Document extract
= = = =
Greg Eno

Red Wings Showed That Four Cups Don’t Make You Fat with Satisfaction

In Hockey on May 15, 2011 at 7:35 pm

The Red Wingsdidn’t lose Game 7 in San Jose on Thursday night; time just ran out on them.

Yes, I’ve just pilfered a line about the great Lions quarterback Bobby Layne. That’s what they used to say about Bobby: “He never lost a football game in his life. Time just ran out on him.”

The parallels between Layne and the newly-exited from the playoffs Red Wings aren’t 100 percent congruent, because the line about Layne referred to his often frantic, frenzied efforts to pull victory from the jaws of defeat on overcast Sunday afternoons.

The Red Wings aren’t often frantic and frenzied because they’re usually the ones leading a series, 3-0—not the other way around.

But their second-round tussle with the Sharks had a lot of silent movie serial about it, once the Red Wings found themselves in that 0-3 hole.

The Sharks’ fourth win was the locomotive coming around the bend. The Red Wings were the gallant ones on the way to rescue the damsel tied to the railroad tracks.

But real life isn’t Tom Mix and Dudley Do-Right when you want it to be. Sometimes those jaws of defeat—no pun intended—slam shut before rescue can come.

I predicted a Game 7 loss, because there’s a reason that only 1.8 percent of NHL playoff series that have begun 3-0 have ended with the zero turning into a four.

Yet, as I watched the Red Wings plug away at the Sharks, the clock winding down and their bench depleted, I wouldn’t have been surprised in the least to see them pop the tying goal behind goalie Antti Niemi, whose name sounds like a laxative.

In fact, I just about expected the Red Wings to knot the game, because that’s how the fourth, fifth and sixth chapters of the series had gone.

And when the puck was finally banked into the Red Wings’ zone in the final seconds—by the much-maligned Patrick Marleau, who scored the eventual game-winning goal—and when the HP Pavilion crowd went bonkers in a reaction that was more “Thank God!” than “Yes! We did it!” I had the same feeling as those who spoke in admiration of Bobby Layne.

The Red Wings didn’t lose, I surmised. That darn clock just ran out on them.

A playoff series win in hockey is never handed to the victor on a silver platter by a man with white gloves named Jeeves. Even the sweeps aren’t easy. You can talk all you want about how pro football is a 60-minute war, played by real men and how the meek never inherit a gridiron’s earth.

There has never been a pro football player post-Charlie Bednarik who has worked as hard on Sunday afternoon as NHL players work in their 60 minutes on the ice. How can they, when they spend gobs of time on the sidelines?

Hockey players pack more into their 45- to 50-second shifts than a lot of athletes do in several minutes’ worth of play. Then the hockey player skates off, gathers his breath and just when he’s done so, he climbs over the boards to skate, hit, check, poke, block, shoot, defend, pass, dig, grind, whack and wrassle, all over again.

The Red Wings turned the series into a dogfight, I am certain, by their maniacal work ethic in the third period of Game 5 in San Jose.

Down 3-1, the Red Wings didn’t out-talent the Sharks, they just outworked them. They won those often overlooked battles for the puck along the boards. They skated harder. They just about willed themselves into a 3-3 tie before Tomas Holmstrom deflected a Nick Lidstrom shot past Niemi for the eventual game-winner.
= = = =
Your tasks
1) In the rows, copy out the lines from the one holding "of the distant" through the end of the rows, both included, and swap "field scouting record" for "site survey log" while leaving everything else as it is.
2) Write what comes next in the piece about the Red Wings' playoff series against the Sharks, picking up right after its final sentence.

Provided entries
= = = =
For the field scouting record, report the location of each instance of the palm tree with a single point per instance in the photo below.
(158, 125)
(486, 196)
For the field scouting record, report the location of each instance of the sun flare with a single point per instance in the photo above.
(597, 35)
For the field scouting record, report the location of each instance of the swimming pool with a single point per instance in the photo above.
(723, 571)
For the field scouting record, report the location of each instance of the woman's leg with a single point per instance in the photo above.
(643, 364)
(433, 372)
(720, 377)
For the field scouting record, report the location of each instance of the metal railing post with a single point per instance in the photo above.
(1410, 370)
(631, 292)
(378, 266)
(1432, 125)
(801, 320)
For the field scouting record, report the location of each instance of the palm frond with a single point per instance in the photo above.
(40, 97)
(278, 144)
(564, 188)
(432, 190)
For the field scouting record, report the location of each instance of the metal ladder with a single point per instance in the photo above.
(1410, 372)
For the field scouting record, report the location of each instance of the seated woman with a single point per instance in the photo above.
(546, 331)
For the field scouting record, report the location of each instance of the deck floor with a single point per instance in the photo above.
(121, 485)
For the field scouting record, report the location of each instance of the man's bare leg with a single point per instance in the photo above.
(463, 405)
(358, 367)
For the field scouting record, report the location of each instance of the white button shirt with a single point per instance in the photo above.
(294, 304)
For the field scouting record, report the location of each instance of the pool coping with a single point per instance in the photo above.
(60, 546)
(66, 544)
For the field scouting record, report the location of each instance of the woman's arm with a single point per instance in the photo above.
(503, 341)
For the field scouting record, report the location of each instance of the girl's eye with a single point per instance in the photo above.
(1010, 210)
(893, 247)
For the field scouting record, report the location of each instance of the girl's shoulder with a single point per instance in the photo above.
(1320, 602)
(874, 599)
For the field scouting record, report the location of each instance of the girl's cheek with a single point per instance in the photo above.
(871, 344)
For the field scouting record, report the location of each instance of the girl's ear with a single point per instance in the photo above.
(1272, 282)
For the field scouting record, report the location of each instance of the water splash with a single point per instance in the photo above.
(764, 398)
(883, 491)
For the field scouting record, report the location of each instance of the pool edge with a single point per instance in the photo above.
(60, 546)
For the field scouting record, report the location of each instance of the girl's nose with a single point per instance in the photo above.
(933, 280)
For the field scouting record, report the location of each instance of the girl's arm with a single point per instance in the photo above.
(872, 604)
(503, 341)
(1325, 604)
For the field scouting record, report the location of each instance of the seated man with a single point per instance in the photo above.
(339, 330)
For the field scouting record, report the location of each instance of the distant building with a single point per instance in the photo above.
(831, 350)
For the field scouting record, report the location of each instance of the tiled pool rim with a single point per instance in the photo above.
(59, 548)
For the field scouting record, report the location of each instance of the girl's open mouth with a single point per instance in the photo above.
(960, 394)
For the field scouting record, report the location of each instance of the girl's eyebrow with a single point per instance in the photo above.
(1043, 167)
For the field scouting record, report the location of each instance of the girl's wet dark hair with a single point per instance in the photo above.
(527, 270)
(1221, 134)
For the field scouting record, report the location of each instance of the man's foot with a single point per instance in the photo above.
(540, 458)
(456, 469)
= = = =
Answers for this exercise
1)
For the site survey log, report the location of each instance of the distant building with a single point per instance in the photo above.
(831, 350)
For the site survey log, report the location of each instance of the tiled pool rim with a single point per instance in the photo above.
(59, 548)
For the site survey log, report the location of each instance of the girl's open mouth with a single point per instance in the photo above.
(960, 394)
For the site survey log, report the location of each instance of the girl's eyebrow with a single point per instance in the photo above.
(1043, 167)
For the site survey log, report the location of each instance of the girl's wet dark hair with a single point per instance in the photo above.
(527, 270)
(1221, 134)
For the site survey log, report the location of each instance of the man's foot with a single point per instance in the photo above.
(540, 458)
(456, 469)

2)
Game 5 is the one where most of those teams who stave off a sweep come to their demise. The team that zoomed to a 3-0 series lead usually did so for a reason: they’re the better team.

But the Red Wings, to a man, didn’t believe that the Sharks were the better team. At least, that’s what I got out of this series. Their comments after Game 3’s overtime loss belied those of a beaten squad resigning themselves to their fate. The golf course didn’t seem to beckon them.

So they gutted out a Game 4 win, despite surrendering a 3-0 lead. Then came the Mother’s Day tilt in California, where the Red Wings turned the series around right before our very eyes. And still we couldn’t believe it.

When the Sharks went ahead, 3-1, early in the third period, you had the feeling that the remaining time would be a party in the HP Pavilion, like those crowds have at a soccer match. You thought that all you’d hear would be whooping and hollering and all you’d see would be towels waving and the announcers would be previewing a Sharks-Canucks conference final.

The Red Wings refused to be anyone’s chumps.

It was like a switch was flipped, or Popeye’s spinach suddenly kicked in.

When the snow settled, it was a 4-3 Red Wings win and I had the same sensation as when a sleight of hand artist has done something amazing right in front of me at a dinner table.

I wanted to scream at the Red Wings as they skated off the ice, “How did you DO that?”

Then came Game 6 and it was just more maniacal, lose-and-go-home kind of hockey from the boys in red. Even a discouraging Shark goal early in the third period that broke a 0-0 tie didn’t knock the Red Wings off course. If anything, it steeled them. Two quick goals midway through the period put the Red Wings on top, where they belonged, and they held on for a victory that was richly deserved.

Hours later, the Red Wings, already without a 100 percent Johan Franzen—hell, without even a 50 percent Franzen, I’d lay a claim—boarded the plane for San Jose to play a game that was, just days earlier, unthinkable.

In Game 7, a team already depleted lost Todd Bertuzzi and Dan Cleary to concussions. During their frantic attempt at a comeback from a 3-1 deficit, the Red Wings played old school, with 10 forwards, like they used to do back in the day.

When Pavel Datsyuk—speaking of sleight of hand artists—deposited a “Did you see THAT?” backhand past Niemi with about six minutes to play, hockey fans in San Jose and Detroit collectively said, “Here we go again!” and guess which city’s faithful didn’t so much say it as groan it?

But Dudley Do-Right didn’t get there in time. Cinderella watched in agony as the clock struck midnight. Pinocchio was a wooden puppet, after all.

It was a wonderful hockey series, regardless of the outcome—one that will be talked about in these parts for years, decades even.

The Red Wings, old and battered and depleted, their legacy still being written, gave us something that many of us and many nationally didn’t think they had. You’ve heard the rumblings: they’re too satisfied, they don’t have the hunger anymore; four Stanley Cups since 1997, so they don’t have the sense of urgency anymore, certainly not as much as a team like the Sharks, who are still seeking their first Cup.

As my friend Jerry Green would say, Balderdash!

I snickered at those words of psycho-babble, because I know how much players like winning things like Stanley Cups, and how often they speak of wanting to do it as many times as humanly possible.

You think the playoffs come around and multiple winners like the Red Wings suit up and take a “What will be, will be” mentality? These guys LIVE for the playoffs. If it were up to them, the 82-game season would be abolished.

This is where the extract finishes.